An exact copy of the entries is needed, with every picture left out.

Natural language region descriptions
= = = = = = =

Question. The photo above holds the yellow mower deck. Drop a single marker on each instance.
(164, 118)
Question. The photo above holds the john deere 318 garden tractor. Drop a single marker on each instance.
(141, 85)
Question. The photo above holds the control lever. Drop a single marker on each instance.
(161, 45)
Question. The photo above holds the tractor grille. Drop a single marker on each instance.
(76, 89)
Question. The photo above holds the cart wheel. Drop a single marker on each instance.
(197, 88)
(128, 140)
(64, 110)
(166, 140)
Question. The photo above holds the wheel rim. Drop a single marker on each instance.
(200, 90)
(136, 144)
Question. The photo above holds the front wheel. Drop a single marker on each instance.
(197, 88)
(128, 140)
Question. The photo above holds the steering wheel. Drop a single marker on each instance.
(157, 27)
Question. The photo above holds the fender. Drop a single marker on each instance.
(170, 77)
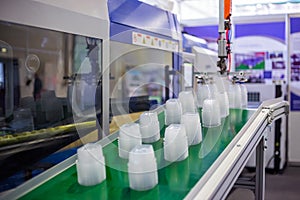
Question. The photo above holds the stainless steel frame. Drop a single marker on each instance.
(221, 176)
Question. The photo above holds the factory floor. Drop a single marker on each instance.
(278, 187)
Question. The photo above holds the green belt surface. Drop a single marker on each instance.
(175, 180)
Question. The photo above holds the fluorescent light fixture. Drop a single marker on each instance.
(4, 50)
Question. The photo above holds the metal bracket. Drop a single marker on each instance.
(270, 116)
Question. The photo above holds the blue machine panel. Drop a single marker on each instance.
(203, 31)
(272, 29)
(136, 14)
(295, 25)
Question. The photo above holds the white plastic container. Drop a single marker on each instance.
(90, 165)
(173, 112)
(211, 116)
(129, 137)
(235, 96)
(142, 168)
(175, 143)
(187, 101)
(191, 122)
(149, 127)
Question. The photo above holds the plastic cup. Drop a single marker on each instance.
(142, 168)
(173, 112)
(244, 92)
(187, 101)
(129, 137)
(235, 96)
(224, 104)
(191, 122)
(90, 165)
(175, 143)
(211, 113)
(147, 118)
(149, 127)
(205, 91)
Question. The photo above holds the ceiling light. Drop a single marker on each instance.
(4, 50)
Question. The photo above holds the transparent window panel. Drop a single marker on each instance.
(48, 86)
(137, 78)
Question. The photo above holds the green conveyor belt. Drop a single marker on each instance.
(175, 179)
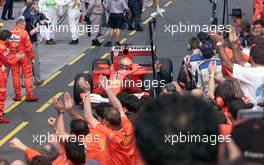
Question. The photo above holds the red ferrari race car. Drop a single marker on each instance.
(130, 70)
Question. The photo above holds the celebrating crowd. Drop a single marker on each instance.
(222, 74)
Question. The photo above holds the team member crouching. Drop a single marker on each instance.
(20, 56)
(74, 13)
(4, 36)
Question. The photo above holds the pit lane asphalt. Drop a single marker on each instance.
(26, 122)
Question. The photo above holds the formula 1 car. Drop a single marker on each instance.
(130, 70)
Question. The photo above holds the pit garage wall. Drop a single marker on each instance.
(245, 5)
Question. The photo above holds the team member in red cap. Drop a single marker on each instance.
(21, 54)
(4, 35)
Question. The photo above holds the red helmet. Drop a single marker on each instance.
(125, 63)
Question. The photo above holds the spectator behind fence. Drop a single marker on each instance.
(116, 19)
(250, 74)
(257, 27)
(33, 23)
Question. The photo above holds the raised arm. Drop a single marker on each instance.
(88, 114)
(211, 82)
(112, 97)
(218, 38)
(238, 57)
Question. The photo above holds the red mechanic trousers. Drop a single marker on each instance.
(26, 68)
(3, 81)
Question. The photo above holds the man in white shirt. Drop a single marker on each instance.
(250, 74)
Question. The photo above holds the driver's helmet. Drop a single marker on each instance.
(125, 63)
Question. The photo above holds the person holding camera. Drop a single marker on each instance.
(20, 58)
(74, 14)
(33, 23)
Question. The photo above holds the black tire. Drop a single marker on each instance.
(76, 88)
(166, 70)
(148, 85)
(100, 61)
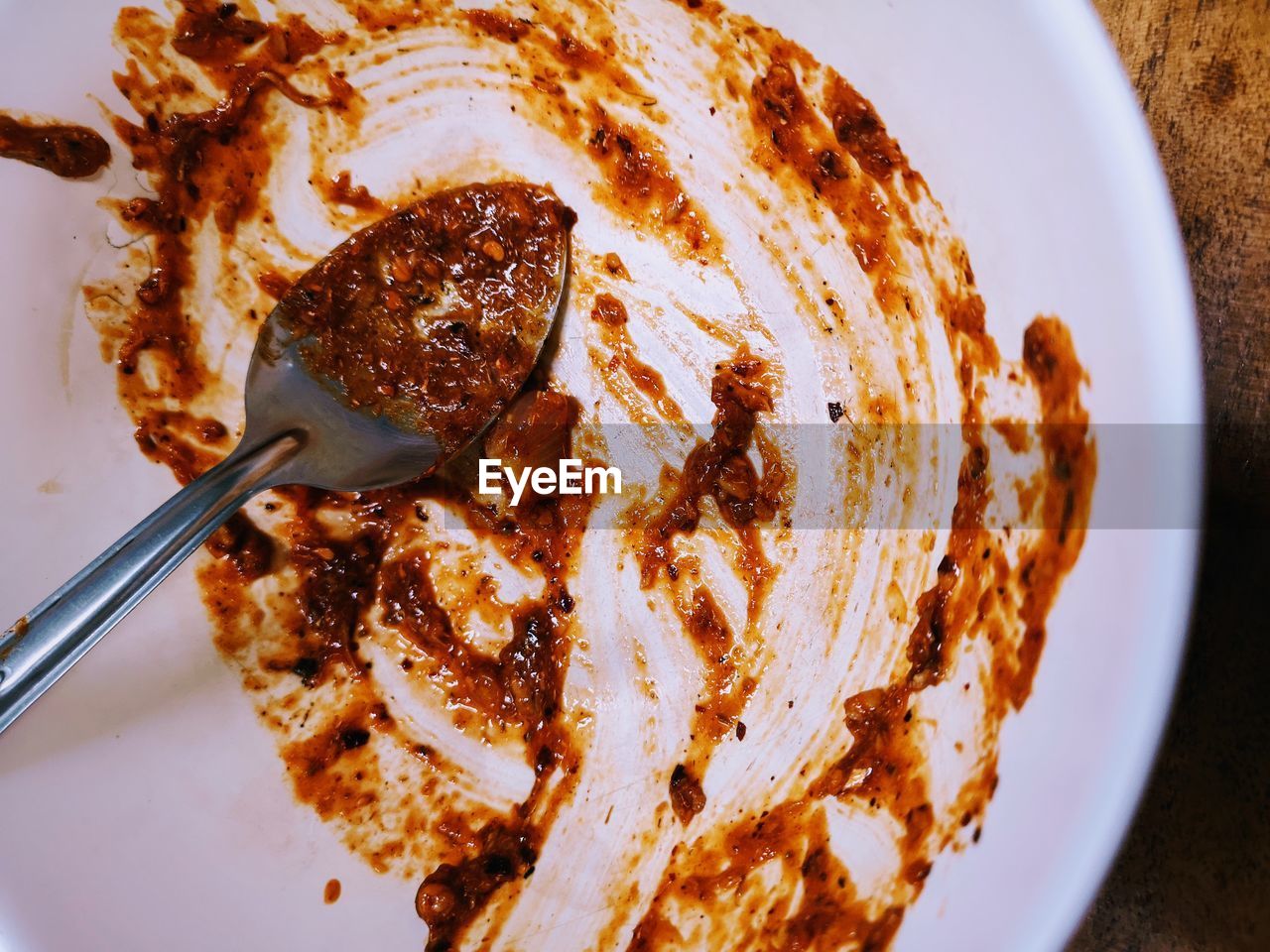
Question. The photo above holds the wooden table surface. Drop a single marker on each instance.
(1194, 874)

= = = = = = =

__YOUR RESPONSE__
Question. The photo above holds the yellow mower deck. Drop a single marker on each instance.
(164, 118)
Question. The photo above holds the john deere 318 garden tractor. Drop a single marker on each instance.
(141, 85)
Question. The photo above holds the control lever. Drop a single marker on each instance.
(161, 45)
Question. The photo above holds the tractor grille. Drop a single marker on each instance.
(76, 89)
Question. The photo above holds the cart wheel. Drop a single marker on each instance.
(197, 88)
(128, 140)
(64, 110)
(166, 140)
Question. The photo above holds the wheel rim. Drop a single marker on each instance.
(200, 90)
(136, 144)
Question. The photo above holds the front wheel. Drop a single marker on each instance.
(197, 88)
(128, 140)
Question. The photo above holds the steering wheel. Drop a single marker on each instance.
(157, 27)
Question. The photo above holds the fender. Drop a single marker on each instance.
(170, 77)
Question. The photo above holds the stainless steel frame. Drop a single marker on each instance.
(221, 176)
Question. The photo above holds the factory floor. Drop a single marker on each instance.
(278, 187)
Question. The photo above holds the green belt surface. Drop a single marker on each instance.
(175, 180)
Question. The photo above holds the fluorescent light fixture. Drop a single marker on each instance.
(4, 50)
Question. The photo above holds the metal bracket. Drop a single marker on each instance.
(270, 116)
Question. The photo above holds the blue machine panel. Drop a single marker on each instance.
(203, 31)
(272, 29)
(136, 14)
(295, 25)
Question. The photo above holds the white plastic container. Drop a single marker on each instance.
(90, 165)
(173, 112)
(211, 116)
(129, 137)
(235, 96)
(142, 168)
(175, 143)
(187, 101)
(191, 122)
(149, 127)
Question. The photo above holds the plastic cup. Drop a single marker on each instance.
(142, 168)
(173, 112)
(244, 92)
(187, 101)
(129, 137)
(235, 96)
(224, 104)
(191, 122)
(90, 165)
(175, 143)
(211, 113)
(147, 118)
(149, 127)
(205, 91)
Question. The photo above holds the ceiling light. Drop a single marker on each instance.
(4, 50)
Question. The photo above holds the transparent window panel. Drop a single marker on each instance.
(48, 86)
(137, 78)
Question. The photo above holds the green conveyor belt. Drop a single marker on each instance.
(175, 179)
Question. The photo above holds the red ferrari race car. Drop a single marker on each instance.
(130, 70)
Question. The photo above holds the celebrating crowd. Drop a single marker on each instance.
(222, 74)
Question. The photo above holds the team member crouching. Drop a single marker on each instance.
(20, 56)
(74, 13)
(4, 36)
Question. The photo above holds the pit lane asphalt. Drop a single marker on each instance.
(26, 122)
Question. The photo above holds the formula 1 car. Drop a single marker on each instance.
(130, 70)
Question. The photo above holds the pit garage wall. Drop a single marker on each instance.
(245, 5)
Question. The photo above holds the team member in red cap. Drop a single marker on each instance.
(21, 54)
(4, 35)
Question. The photo above holds the red helmet. Drop a single marker on each instance.
(125, 63)
Question. The photo above holds the spectator behind fence. Drop a single marker on each instance.
(116, 19)
(250, 74)
(257, 27)
(33, 23)
Question. The photo above holds the raised arm. Drop a single marker on each instance.
(88, 114)
(211, 82)
(112, 97)
(218, 38)
(238, 57)
Question. The photo above holds the red mechanic trousers. Drop a single marker on each instance.
(26, 68)
(3, 81)
Question. The photo above holds the man in white shirt. Drop a single marker on each instance.
(250, 74)
Question. The photo above holds the driver's helmet. Drop a single marker on each instance.
(125, 63)
Question. The photo above holds the person holding camera. Drop a single marker on each instance.
(20, 58)
(74, 14)
(33, 23)
Question. The photo above holds the black tire. Drop a single marker on each instance.
(76, 88)
(166, 70)
(148, 85)
(100, 61)
Question. The photo above holds the wooden table surface. Drop a single marker on each instance.
(1194, 874)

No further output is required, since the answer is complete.